### What is needed:
Render the lines of the records below, from the line containing "for the cloudy" up to and including the line containing "(150, 150), (350, 160)", as a JSON list of strings with one string per line. Omit blank lines.

****

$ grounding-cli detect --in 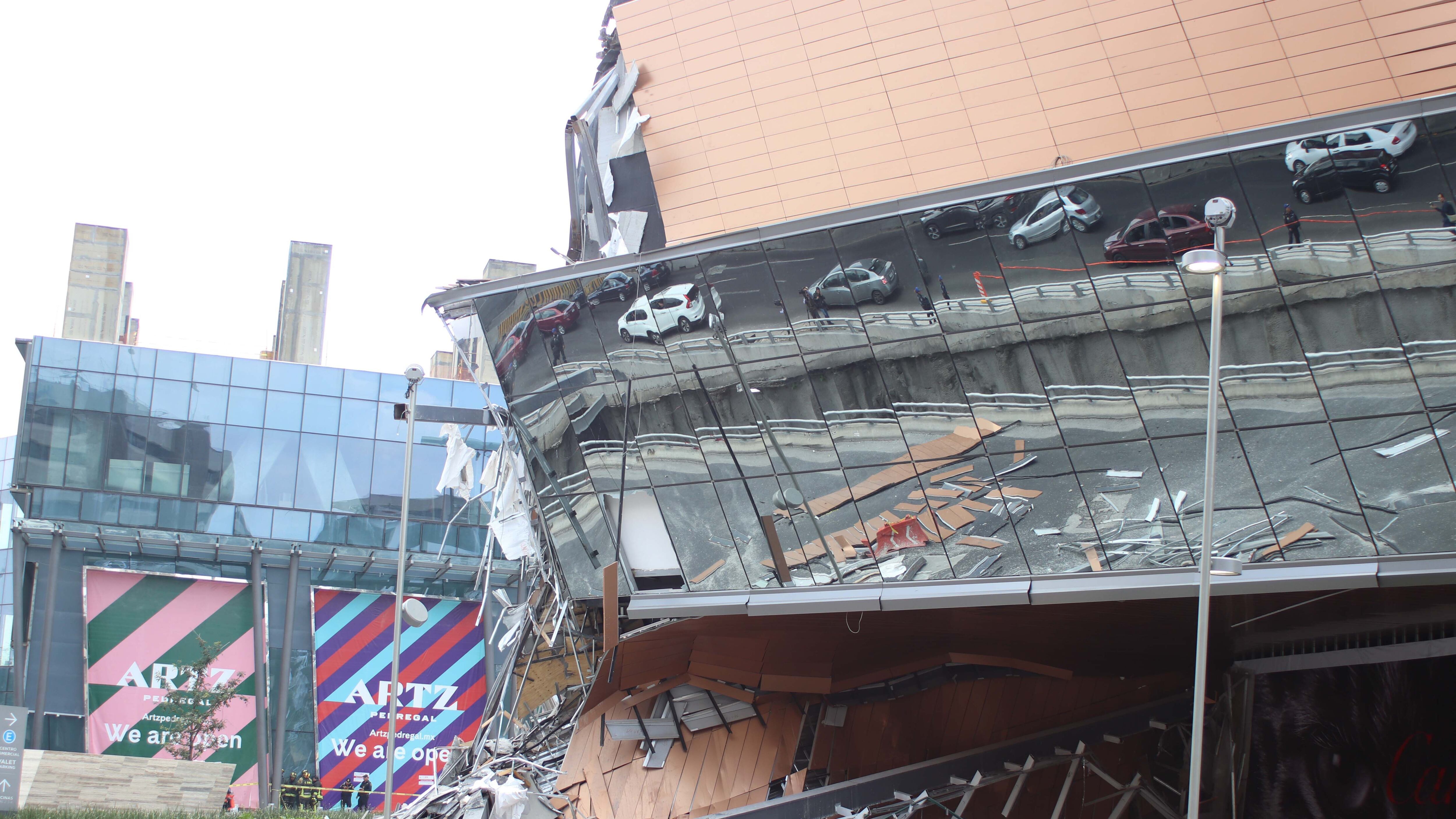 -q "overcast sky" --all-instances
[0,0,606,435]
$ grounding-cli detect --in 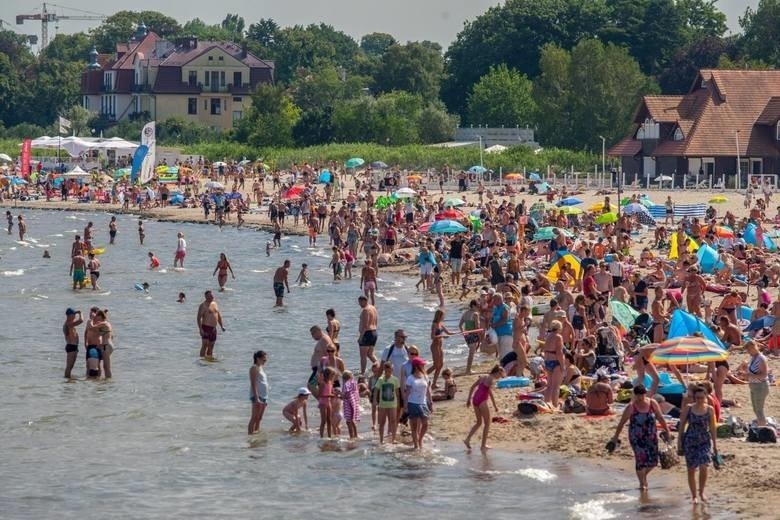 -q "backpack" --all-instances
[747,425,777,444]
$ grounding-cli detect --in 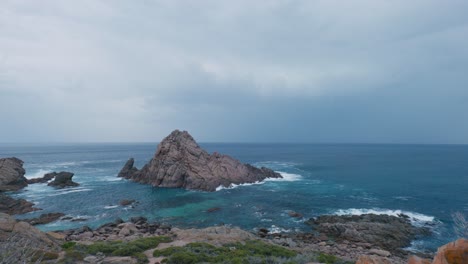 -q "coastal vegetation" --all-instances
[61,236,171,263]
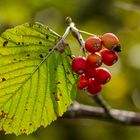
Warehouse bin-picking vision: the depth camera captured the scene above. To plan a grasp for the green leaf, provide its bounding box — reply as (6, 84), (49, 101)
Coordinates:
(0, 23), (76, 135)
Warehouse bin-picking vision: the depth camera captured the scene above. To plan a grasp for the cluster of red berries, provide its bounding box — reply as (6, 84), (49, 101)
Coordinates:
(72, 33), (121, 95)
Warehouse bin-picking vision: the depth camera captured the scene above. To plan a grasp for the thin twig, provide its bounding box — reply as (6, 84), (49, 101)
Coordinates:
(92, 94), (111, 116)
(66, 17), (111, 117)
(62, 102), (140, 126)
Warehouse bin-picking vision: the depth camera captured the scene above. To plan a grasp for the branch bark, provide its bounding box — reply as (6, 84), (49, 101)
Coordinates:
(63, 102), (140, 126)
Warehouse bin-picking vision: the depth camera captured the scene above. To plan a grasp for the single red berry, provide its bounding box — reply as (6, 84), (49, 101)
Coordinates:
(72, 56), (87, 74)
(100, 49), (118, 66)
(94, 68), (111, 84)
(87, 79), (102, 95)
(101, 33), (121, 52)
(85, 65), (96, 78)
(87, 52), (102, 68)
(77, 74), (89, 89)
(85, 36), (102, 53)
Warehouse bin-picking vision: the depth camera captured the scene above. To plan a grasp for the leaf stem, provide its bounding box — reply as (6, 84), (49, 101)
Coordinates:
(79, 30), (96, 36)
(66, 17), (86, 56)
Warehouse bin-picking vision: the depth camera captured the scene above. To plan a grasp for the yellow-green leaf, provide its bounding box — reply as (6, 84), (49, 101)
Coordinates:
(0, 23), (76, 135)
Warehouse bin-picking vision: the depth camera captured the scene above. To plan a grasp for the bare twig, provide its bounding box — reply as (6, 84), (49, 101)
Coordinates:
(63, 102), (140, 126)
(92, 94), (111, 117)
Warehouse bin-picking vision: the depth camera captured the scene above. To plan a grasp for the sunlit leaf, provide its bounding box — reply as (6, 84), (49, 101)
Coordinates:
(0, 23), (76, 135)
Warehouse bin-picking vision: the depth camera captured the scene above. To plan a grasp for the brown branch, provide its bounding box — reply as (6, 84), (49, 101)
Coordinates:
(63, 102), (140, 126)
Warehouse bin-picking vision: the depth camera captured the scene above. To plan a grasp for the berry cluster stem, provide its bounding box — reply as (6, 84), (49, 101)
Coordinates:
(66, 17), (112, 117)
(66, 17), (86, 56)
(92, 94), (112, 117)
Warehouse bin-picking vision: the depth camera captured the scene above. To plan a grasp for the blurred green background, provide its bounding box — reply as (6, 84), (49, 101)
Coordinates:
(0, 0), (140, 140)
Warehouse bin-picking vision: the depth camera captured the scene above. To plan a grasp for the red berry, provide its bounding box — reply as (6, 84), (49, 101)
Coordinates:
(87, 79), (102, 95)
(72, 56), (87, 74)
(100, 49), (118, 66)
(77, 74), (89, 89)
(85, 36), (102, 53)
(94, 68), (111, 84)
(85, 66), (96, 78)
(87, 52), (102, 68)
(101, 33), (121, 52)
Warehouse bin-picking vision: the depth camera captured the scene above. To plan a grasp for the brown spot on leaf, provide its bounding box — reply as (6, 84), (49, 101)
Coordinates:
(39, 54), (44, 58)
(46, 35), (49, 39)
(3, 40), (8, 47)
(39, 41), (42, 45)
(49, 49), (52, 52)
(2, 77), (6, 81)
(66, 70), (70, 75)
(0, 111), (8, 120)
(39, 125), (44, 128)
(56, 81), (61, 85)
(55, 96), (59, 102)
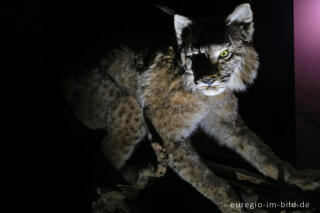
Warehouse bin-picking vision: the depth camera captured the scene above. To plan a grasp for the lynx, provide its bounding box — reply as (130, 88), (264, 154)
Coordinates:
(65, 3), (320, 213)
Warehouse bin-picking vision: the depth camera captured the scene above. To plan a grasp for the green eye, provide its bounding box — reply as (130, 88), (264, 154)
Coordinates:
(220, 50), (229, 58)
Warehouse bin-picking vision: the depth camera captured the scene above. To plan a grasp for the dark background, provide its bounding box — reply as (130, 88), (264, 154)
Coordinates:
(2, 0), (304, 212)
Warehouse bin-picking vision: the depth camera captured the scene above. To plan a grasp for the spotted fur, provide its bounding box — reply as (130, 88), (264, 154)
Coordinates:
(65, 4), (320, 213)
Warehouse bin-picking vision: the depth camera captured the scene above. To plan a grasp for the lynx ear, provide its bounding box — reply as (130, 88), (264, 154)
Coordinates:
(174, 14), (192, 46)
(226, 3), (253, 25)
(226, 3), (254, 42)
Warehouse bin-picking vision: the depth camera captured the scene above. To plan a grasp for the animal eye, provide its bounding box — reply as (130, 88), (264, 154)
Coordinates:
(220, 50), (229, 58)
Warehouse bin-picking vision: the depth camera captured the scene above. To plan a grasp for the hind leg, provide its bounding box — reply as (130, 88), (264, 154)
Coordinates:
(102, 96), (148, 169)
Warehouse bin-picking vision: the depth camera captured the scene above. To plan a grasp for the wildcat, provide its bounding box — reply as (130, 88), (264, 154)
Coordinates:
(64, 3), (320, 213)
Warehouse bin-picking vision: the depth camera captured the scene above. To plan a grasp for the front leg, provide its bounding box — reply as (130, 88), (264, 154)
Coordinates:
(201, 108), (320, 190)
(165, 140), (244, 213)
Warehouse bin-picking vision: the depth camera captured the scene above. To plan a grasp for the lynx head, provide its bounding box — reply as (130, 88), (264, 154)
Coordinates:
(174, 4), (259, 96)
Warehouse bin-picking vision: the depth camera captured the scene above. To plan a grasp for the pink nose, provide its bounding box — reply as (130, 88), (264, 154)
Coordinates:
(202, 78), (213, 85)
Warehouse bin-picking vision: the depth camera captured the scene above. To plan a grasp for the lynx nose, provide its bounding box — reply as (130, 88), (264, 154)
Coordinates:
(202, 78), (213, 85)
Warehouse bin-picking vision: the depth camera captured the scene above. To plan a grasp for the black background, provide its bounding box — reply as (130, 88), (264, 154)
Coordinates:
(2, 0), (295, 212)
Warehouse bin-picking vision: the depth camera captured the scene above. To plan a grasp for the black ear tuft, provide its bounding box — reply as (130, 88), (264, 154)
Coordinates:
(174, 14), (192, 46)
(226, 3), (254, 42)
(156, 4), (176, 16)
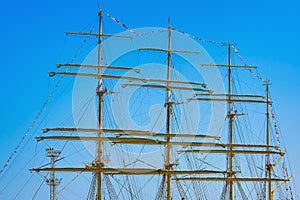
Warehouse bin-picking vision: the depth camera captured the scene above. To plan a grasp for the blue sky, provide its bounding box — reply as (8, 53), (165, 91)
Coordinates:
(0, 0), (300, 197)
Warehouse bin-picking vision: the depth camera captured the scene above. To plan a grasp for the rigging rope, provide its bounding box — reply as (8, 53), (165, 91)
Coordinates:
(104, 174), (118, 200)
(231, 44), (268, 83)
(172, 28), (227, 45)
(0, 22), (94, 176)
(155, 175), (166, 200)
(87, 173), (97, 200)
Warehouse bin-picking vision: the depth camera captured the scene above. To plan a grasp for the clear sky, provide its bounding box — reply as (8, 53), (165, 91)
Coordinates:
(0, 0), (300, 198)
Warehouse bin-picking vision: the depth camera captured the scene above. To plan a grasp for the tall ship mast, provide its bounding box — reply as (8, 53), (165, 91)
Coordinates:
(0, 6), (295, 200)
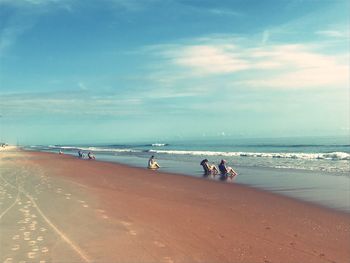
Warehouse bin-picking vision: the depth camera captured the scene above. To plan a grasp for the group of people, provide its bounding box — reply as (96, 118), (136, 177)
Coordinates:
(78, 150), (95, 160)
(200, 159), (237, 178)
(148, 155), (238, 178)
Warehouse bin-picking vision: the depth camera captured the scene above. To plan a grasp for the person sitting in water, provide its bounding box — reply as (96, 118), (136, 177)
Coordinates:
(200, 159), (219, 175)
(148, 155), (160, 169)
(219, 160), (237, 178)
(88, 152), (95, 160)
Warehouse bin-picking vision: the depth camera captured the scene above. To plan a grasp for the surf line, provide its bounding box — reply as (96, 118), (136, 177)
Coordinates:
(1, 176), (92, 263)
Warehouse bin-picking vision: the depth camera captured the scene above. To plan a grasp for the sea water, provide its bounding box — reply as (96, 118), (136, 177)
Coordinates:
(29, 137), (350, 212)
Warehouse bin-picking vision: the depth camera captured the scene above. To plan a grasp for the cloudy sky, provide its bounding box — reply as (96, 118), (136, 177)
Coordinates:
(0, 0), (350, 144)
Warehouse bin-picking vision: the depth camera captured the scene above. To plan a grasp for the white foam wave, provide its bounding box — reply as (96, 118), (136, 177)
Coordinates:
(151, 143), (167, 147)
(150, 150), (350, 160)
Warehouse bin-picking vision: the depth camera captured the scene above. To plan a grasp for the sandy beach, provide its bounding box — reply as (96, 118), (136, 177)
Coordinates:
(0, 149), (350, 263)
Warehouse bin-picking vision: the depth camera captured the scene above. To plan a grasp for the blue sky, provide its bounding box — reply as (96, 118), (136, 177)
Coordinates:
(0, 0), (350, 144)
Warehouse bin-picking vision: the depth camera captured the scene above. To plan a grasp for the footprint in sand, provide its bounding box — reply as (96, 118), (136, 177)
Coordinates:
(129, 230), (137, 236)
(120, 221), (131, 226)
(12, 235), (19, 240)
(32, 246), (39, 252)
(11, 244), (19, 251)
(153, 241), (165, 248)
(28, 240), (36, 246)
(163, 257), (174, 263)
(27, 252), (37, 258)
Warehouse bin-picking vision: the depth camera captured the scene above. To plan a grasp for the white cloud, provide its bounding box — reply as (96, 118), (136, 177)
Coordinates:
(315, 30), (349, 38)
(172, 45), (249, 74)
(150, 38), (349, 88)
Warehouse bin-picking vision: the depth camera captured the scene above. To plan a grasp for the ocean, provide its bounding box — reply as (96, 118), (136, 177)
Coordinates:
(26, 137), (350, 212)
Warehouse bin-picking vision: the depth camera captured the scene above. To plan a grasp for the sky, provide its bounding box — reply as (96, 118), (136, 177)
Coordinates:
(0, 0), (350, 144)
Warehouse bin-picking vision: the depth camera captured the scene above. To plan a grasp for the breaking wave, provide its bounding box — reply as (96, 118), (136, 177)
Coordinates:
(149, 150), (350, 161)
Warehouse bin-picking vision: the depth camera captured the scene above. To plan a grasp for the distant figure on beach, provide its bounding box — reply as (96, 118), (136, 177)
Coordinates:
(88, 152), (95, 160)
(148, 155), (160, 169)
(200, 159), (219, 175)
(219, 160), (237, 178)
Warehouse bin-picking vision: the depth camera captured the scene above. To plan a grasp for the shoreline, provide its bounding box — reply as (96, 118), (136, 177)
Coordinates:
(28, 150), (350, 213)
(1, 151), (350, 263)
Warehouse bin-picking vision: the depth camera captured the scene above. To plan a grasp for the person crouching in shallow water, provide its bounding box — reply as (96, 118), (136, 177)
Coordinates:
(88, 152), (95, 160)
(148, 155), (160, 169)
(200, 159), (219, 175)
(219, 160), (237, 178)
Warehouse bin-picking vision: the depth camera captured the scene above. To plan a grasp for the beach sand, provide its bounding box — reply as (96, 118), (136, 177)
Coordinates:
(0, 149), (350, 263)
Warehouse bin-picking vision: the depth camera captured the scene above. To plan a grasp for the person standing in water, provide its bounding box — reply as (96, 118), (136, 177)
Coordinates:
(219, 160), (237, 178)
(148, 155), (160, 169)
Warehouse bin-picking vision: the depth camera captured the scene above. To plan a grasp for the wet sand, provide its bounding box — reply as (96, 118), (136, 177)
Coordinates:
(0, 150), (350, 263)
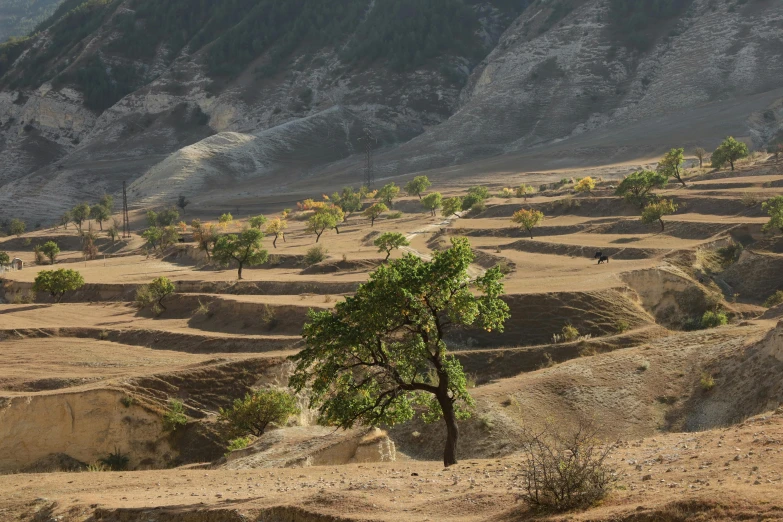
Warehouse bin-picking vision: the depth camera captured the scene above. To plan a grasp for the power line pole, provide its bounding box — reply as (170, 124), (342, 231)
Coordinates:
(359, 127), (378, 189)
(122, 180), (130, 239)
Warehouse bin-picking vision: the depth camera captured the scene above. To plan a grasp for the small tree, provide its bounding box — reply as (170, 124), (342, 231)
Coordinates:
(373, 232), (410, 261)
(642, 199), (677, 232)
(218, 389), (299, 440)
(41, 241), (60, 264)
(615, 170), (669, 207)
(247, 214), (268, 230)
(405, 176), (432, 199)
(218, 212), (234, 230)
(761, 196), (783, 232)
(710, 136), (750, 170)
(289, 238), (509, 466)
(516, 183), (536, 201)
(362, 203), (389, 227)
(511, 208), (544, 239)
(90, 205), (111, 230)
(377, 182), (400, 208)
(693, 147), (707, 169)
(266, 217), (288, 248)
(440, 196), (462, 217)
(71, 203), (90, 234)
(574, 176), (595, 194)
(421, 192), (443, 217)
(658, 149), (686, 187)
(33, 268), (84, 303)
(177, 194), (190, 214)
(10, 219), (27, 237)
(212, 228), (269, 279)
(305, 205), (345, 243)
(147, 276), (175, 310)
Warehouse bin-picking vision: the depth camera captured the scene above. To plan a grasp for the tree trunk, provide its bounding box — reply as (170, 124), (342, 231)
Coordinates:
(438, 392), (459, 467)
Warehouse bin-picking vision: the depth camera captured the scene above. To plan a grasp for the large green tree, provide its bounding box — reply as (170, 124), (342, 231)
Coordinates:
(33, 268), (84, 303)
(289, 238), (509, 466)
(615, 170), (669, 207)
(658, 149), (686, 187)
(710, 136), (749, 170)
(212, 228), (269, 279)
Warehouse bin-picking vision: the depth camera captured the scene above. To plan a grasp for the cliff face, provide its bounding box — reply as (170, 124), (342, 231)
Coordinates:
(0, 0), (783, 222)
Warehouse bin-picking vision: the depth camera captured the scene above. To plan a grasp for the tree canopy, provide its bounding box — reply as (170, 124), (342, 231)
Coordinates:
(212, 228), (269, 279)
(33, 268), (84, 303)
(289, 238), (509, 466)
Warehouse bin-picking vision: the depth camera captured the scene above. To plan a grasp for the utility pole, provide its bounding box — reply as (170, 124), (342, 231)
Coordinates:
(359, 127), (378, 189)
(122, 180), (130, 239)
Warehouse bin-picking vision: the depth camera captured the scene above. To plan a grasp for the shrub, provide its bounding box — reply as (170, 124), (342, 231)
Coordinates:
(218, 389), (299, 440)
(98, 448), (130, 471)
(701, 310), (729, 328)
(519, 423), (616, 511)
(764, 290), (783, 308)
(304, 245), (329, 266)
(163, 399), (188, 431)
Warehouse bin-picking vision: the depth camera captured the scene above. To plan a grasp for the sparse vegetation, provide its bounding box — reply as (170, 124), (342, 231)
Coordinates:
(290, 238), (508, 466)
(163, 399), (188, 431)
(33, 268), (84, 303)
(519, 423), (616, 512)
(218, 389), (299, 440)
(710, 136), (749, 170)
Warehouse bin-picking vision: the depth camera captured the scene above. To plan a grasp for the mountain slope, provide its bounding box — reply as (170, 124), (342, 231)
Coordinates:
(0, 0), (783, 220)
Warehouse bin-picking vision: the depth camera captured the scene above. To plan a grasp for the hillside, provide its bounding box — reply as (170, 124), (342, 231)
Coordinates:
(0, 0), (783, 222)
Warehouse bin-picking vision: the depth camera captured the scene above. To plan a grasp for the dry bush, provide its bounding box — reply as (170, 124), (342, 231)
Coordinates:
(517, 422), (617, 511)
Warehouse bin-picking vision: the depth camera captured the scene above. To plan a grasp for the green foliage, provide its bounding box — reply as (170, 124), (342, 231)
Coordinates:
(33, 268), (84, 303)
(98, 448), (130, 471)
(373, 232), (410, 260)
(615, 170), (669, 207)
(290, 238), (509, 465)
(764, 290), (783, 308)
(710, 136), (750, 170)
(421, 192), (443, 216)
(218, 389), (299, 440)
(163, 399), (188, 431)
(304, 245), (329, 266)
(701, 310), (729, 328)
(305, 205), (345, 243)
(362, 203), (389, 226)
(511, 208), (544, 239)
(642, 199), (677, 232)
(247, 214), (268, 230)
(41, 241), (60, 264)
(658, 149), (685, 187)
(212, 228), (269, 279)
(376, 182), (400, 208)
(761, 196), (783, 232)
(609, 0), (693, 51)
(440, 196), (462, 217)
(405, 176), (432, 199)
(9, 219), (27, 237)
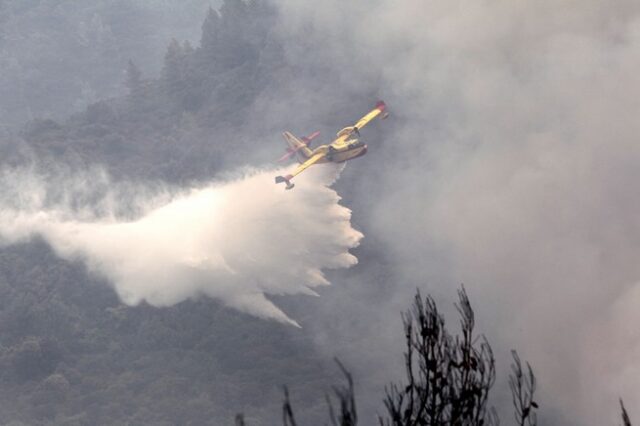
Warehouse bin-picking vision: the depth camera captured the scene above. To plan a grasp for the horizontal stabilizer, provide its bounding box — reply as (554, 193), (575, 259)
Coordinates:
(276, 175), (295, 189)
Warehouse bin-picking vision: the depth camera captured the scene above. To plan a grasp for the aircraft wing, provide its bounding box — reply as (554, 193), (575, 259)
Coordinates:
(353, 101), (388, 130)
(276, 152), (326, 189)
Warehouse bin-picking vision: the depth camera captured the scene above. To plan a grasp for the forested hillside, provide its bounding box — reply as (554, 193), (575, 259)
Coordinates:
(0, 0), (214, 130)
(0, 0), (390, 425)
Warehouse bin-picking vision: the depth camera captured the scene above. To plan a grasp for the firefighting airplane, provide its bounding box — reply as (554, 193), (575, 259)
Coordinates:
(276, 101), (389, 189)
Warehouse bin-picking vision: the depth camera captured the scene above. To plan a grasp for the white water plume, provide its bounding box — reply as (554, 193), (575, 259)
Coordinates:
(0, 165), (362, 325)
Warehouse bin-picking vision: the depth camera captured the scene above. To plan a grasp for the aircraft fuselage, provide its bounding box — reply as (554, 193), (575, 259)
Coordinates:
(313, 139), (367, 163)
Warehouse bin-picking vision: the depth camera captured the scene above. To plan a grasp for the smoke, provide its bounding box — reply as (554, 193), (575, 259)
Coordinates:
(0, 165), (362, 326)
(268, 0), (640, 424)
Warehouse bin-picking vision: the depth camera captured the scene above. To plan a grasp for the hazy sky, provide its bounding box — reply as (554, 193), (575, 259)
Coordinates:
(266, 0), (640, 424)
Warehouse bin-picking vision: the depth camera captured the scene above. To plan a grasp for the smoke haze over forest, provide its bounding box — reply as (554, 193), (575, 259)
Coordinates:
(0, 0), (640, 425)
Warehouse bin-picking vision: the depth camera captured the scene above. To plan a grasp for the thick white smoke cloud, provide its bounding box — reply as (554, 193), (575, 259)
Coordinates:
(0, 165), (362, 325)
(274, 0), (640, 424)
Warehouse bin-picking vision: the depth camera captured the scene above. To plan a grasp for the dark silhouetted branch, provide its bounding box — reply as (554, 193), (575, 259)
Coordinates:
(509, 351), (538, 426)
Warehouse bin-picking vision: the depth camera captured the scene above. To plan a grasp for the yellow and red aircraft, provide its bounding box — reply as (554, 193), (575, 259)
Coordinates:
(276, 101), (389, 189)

****

### Result of this exercise:
[
  "Warehouse bin-picking vision: the depth camera captured the scene above. To plan a grasp for the cloudy sky, provide its bounding box — reply as (96, 118), (136, 177)",
  "Coordinates:",
  "(0, 0), (350, 144)",
  "Warehouse bin-picking vision: the depth camera captured the scene above. To plan a grasp for the white foam wave, provide its bounding box — reply as (96, 118), (136, 177)",
  "Coordinates:",
  "(151, 143), (167, 147)",
  "(150, 150), (350, 160)"
]